EXERCISE BRIEF »
Carry on the passage about the acknowledge back paging system below, starting right after its final sentence.

In the example shown in FIG. 9A, the acknowledge back responses 500 being transmitted by acknowledge back pagers operating on channel 1 are offset with respect to the acknowledge back responses 502 being transmitted by the acknowledge back pagers operating on channels 2 and 3, as described above and shown in FIG. 9B. This results in a reduction in the number of acknowledge back receivers required at the central station and the remote stations, as compared to the system previously described in accordance with FIG. 3A. Only a single acknowledge back receiver which is capable of selectively receiving the acknowledge back responses on each of the plurality of acknowledge back channels, is required at the central station, and at each remote station, as compared to N acknowledge back receivers, when the start of the transmission time intervals were synchronized.

The transmissions from the central station of addresses and messages on each of the paging channels is identical to that describes for the operation of the system in FIG. 3A. When monitoring of the acknowledge back responses at the remote stations is provided, as previously described, the system acknowledge back responses (SA) 504 are delivered as before, during the first portion of the first frame of each transmission time interval. As previously described, the system acknowledge back responses occur on each channel of the plurality of channels once during each sequence of transmission time intervals, and the acknowledge back responses delivered during the system acknowledge back response time interval include only those responses accumulated for the channel providing the system acknowledge back response. This eliminates the need to transmit channel information, as previously described, and further occurs at a time when no acknowledge back pager responses on that channel are expected.

The burst (B) 506 from the central station to the remote stations occurs during the second portion of the first frame of each transmission time interval on the Ith paging channel, also as previously described.

FIG. 10A is an electrical block diagram of the central station utilized in the alternate embodiment of the multiple transmitter wide area communication system of the present invention. The operation of the central station of FIG. 10A is substantially identical to the operation of the central station described in FIG. 7A. However, unlike the central station of FIG. 7A which required N acknowledge back receivers 206-208, the central station of FIG. 10A requires only a single acknowledge back receiver 606 which is capable of selectively receiving the acknowledge back responses on each of the plurality of acknowledge back channels. The control of the synchronization of the start of the transmission time intervals on each of the N paging channels, as well as the offsets in the start of the transmission time intervals on each of the N paging channels is controlled by controller 216. Because the transmission time interval synchronization for all N paging channels is controlled by controller 216, control of the offsets to preclude simultaneous acknowledge back transmissions from the acknowledge back pagers is readily assured.

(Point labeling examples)
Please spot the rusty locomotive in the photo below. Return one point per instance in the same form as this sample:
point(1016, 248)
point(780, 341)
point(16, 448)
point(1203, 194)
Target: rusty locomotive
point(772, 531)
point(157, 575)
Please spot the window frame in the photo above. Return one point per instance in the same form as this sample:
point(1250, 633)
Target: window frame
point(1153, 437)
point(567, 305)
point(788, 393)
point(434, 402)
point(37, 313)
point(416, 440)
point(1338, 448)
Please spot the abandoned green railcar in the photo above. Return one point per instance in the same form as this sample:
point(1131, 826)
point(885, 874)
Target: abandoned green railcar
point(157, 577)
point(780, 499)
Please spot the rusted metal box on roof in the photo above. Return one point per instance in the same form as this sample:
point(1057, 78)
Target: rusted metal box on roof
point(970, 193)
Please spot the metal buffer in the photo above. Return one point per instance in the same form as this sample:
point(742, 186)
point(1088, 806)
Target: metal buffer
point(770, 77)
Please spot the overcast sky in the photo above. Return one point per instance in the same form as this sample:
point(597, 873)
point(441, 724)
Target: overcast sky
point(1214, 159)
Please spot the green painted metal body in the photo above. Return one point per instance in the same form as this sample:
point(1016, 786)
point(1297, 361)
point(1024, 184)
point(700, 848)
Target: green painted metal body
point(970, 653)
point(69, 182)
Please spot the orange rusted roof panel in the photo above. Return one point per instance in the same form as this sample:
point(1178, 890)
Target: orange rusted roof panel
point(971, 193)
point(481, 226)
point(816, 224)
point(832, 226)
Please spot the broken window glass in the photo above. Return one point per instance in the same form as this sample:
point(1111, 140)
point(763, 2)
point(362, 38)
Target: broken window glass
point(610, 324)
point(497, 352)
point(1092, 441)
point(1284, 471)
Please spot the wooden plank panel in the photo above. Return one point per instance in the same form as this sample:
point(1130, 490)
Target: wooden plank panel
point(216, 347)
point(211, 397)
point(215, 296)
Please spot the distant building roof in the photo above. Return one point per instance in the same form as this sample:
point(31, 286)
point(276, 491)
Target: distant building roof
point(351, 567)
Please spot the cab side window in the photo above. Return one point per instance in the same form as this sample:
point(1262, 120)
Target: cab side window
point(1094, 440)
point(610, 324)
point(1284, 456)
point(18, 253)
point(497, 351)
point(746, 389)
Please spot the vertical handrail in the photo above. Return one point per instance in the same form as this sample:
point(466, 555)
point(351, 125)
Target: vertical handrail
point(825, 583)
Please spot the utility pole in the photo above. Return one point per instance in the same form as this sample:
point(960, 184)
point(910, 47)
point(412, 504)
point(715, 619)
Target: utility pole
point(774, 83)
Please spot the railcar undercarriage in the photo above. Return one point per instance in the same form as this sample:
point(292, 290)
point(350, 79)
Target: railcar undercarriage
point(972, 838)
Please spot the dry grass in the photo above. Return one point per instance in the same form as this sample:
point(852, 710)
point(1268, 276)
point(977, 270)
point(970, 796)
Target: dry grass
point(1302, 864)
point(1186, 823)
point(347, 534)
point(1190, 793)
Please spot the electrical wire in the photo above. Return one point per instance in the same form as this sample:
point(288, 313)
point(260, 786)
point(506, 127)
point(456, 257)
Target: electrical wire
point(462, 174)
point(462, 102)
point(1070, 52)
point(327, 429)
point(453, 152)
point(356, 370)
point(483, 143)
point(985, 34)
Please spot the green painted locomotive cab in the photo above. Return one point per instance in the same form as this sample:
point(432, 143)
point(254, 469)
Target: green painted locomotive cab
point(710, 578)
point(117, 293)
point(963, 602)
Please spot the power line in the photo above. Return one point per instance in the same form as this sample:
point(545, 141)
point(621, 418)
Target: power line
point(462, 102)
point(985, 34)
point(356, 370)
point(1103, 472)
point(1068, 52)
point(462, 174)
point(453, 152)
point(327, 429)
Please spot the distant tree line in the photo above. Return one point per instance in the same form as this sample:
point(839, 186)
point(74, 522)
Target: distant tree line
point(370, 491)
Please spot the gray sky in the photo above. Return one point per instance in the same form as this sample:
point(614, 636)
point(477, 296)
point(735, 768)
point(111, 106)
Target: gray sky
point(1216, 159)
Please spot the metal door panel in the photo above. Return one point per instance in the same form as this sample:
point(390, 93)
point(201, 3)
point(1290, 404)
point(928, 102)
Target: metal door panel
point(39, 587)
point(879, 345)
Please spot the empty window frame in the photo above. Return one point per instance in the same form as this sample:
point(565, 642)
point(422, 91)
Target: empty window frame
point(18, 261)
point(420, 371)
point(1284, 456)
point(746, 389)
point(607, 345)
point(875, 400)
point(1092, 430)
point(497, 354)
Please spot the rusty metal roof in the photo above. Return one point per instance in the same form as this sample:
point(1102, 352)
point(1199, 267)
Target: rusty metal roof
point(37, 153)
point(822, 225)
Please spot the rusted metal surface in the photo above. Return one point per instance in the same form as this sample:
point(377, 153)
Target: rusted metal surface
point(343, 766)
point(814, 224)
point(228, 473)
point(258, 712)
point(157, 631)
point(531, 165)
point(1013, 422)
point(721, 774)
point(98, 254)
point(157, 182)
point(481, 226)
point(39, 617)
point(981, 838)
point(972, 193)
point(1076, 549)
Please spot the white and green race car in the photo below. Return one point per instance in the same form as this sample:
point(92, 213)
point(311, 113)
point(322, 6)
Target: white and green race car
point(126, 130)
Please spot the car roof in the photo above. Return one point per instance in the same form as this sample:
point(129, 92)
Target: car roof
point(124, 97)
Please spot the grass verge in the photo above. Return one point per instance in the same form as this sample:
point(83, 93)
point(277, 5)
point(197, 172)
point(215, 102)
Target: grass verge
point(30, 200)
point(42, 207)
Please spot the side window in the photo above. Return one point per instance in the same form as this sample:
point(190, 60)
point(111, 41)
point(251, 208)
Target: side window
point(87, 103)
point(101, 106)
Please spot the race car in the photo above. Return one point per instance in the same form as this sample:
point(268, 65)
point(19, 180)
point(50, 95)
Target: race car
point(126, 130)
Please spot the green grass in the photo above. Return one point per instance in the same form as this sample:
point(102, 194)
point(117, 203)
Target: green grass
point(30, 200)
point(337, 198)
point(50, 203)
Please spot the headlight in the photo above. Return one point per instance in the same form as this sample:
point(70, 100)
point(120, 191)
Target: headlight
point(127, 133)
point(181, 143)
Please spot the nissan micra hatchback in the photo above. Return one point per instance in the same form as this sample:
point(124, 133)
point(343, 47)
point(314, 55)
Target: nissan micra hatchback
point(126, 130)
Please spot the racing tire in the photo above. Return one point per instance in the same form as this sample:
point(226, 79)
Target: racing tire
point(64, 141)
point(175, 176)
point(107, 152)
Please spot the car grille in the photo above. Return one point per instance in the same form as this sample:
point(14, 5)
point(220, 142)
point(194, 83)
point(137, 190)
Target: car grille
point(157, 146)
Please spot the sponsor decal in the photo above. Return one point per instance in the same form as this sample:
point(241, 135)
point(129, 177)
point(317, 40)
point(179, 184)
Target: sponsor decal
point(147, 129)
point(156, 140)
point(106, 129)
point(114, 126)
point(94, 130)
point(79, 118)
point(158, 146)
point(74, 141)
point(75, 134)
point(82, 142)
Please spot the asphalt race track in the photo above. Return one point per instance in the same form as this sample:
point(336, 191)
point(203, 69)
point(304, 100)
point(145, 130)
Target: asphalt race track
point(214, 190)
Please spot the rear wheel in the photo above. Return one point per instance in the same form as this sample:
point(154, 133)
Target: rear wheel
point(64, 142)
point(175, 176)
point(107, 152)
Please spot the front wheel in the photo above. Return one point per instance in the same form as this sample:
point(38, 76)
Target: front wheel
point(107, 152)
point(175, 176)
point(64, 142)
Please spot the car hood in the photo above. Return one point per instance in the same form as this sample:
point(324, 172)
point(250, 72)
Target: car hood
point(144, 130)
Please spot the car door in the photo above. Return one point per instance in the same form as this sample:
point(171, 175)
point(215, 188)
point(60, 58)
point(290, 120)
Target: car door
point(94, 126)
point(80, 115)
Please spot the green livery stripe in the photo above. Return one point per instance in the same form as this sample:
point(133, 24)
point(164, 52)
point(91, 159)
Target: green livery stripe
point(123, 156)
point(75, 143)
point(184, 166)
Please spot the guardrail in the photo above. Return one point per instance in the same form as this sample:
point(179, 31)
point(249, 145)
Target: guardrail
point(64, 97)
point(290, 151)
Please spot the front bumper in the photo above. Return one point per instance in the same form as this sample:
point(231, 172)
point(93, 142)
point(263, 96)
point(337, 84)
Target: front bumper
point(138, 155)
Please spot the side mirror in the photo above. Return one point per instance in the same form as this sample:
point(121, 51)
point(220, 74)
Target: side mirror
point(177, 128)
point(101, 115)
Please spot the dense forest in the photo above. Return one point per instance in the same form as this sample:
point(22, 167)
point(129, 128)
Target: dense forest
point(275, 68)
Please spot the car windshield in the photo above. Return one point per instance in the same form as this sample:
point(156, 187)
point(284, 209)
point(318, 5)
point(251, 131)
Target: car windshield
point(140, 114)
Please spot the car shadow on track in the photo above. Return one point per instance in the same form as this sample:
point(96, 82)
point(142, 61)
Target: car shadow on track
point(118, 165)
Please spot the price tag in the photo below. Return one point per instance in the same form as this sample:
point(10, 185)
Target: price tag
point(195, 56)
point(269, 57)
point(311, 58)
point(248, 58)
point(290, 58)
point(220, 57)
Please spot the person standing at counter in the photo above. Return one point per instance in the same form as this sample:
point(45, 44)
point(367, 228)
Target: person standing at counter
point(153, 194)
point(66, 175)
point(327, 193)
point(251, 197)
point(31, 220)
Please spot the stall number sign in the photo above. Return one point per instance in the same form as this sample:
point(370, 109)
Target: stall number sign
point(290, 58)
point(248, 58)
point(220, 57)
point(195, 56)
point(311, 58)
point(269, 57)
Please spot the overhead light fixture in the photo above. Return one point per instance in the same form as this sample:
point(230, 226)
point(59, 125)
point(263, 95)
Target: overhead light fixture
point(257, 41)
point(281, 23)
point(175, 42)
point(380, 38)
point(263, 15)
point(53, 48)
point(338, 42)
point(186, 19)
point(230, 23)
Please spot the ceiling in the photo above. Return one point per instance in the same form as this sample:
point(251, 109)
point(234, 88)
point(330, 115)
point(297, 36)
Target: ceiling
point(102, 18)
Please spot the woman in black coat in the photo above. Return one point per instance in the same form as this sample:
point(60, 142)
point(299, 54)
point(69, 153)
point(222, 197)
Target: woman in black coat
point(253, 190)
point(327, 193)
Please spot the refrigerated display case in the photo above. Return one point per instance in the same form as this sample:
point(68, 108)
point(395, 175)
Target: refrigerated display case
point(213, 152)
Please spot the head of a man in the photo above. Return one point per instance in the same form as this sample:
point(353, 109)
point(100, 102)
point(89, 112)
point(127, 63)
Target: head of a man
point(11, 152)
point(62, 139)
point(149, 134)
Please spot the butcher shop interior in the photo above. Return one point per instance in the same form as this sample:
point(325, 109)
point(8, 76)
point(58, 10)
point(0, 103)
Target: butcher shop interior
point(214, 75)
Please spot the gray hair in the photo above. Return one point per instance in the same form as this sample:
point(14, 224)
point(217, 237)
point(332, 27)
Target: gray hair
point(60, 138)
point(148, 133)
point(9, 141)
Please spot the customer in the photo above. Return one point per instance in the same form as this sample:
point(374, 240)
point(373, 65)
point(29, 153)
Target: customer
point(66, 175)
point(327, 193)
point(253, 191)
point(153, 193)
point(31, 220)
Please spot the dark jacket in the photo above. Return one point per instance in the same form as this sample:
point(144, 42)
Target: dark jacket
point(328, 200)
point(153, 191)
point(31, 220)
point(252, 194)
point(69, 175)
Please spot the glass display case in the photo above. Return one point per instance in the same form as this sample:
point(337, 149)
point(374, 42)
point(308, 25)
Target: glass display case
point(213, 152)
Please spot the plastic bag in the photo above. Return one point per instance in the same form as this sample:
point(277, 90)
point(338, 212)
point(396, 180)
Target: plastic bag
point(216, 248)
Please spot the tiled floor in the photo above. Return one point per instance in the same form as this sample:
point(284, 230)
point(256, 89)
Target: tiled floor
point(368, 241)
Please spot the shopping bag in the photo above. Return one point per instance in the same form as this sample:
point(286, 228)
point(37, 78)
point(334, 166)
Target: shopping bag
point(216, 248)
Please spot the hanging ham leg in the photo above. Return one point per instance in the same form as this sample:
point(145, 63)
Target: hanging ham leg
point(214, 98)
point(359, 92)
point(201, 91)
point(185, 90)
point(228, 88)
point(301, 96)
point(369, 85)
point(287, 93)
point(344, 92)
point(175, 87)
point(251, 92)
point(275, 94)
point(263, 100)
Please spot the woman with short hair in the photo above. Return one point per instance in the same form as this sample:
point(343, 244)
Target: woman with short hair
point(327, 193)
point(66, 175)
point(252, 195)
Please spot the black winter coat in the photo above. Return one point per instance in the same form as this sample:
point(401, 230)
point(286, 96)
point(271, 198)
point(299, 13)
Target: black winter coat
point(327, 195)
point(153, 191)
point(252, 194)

EXERCISE RESULT »
FIG. 10B is an electrical block diagram of a typical remote station utilized in the alternate embodiment of the multiple transmitter wide area communication system of the present invention. The operation of the remote station of FIG. 10B is substantially identical to the operation of the remote station described in FIG. 7B. Unlike the remote station of FIG. 7B, the remote station of FIG. 10B is also capable of monitoring the acknowledge back responses on each of the N acknowledge back channels utilizing a single acknowledge back receiver 304 which is capable of selectively receiving on each of the N channels. Consequently the remote stations of FIG. 10B can be used to receive acknowledge back responses from acknowledge back receivers acknowledging address reception from the central station, as well as for receiving acknowledge back responses from acknowledge back pagers acknowledging address transmission from the remote stations. By providing the ability to monitor the acknowledge back responses on all channels at the remote stations, increased reliability in receiving the acknowledge back responses from transmissions originated at the central station can be provided. This results in a reduction in the number of addresses and messages which would otherwise be transferred to the remote stations for failure of the central station to receive an acknowledge back response from one of the acknowledge back pagers.

The reliability in message delivery can also be increased by providing the capability within the system to determine the location of the responding acknowledge back pager. This can be readily accomplished as shown in FIG. 10B. Each of the acknowledge back receivers located at the remote stations may include a received signal strength indicator, or RSSI 316. The RSSI provides a measurement of the received signal strength from each responding acknowledge back pager at each remote station, on each channel in a manner well known in the art. The output of the RSSI is a binary output representing the magnitude of the received signal strength which is then coupled to encoder 320. Encoder 320 processes the binary magnitude information adding error detection and correction information in a manner well known in the art. In addition a measurement of the differential phase delay of the received acknowledge back responses may be made by phase comparator 318 using timing means 314 as a reference. The output of phase comparator 318 is a binary output representing the differential phase delay of each of the received acknowledge back responses at the remote stations. Encoder 320 processes the binary differential phase delay information adding error detection and correction information. The encoded signal strength magnitude information and differential phase delay information may be transmitted with identification information identifying the responding acknowledge back pagers, during the system acknowledge back response transmissions. This information is processed at the central station together with all of the responses from all remote stations to determined the remote station closest to the responding acknowledge back pagers. When the inactive page file is transferred to the remote stations from the central station the address and message information is flagged identifying the closest remote station, from which the corresponding address and message transmission would then be made during the remote station transmissions on each of the paging channels.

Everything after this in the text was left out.